## TASK DIRECTIONS
An exact, picture-free copy of the listing is required.

## DATA TO EXAMINE
------------------------------------------------------------
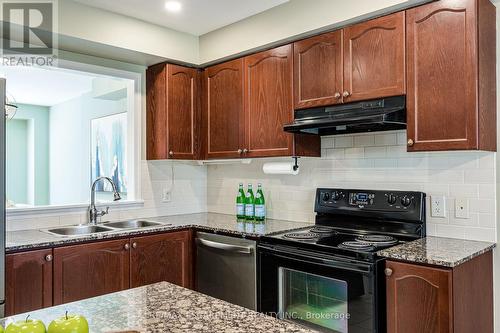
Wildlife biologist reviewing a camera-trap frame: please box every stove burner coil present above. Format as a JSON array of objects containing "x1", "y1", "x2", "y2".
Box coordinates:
[
  {"x1": 309, "y1": 226, "x2": 336, "y2": 234},
  {"x1": 283, "y1": 232, "x2": 320, "y2": 240},
  {"x1": 338, "y1": 241, "x2": 375, "y2": 251},
  {"x1": 356, "y1": 234, "x2": 398, "y2": 246}
]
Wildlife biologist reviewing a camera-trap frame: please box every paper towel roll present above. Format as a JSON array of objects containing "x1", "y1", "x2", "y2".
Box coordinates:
[{"x1": 262, "y1": 162, "x2": 299, "y2": 175}]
------------------------------------------------------------
## ANSWER SPACE
Wildlife biologist reviewing a camera-trap frame: please box every stove burner coil present above. Format as a JSON array of objects containing "x1", "y1", "x2", "y2".
Box coordinates:
[
  {"x1": 309, "y1": 226, "x2": 336, "y2": 234},
  {"x1": 283, "y1": 232, "x2": 320, "y2": 240},
  {"x1": 338, "y1": 241, "x2": 375, "y2": 251},
  {"x1": 356, "y1": 234, "x2": 398, "y2": 246}
]
Wildlife biologist reviewing a camera-trap frame: please box every paper towel roll present above. Format as a JSON array of objects containing "x1", "y1", "x2", "y2".
Box coordinates:
[{"x1": 262, "y1": 162, "x2": 299, "y2": 175}]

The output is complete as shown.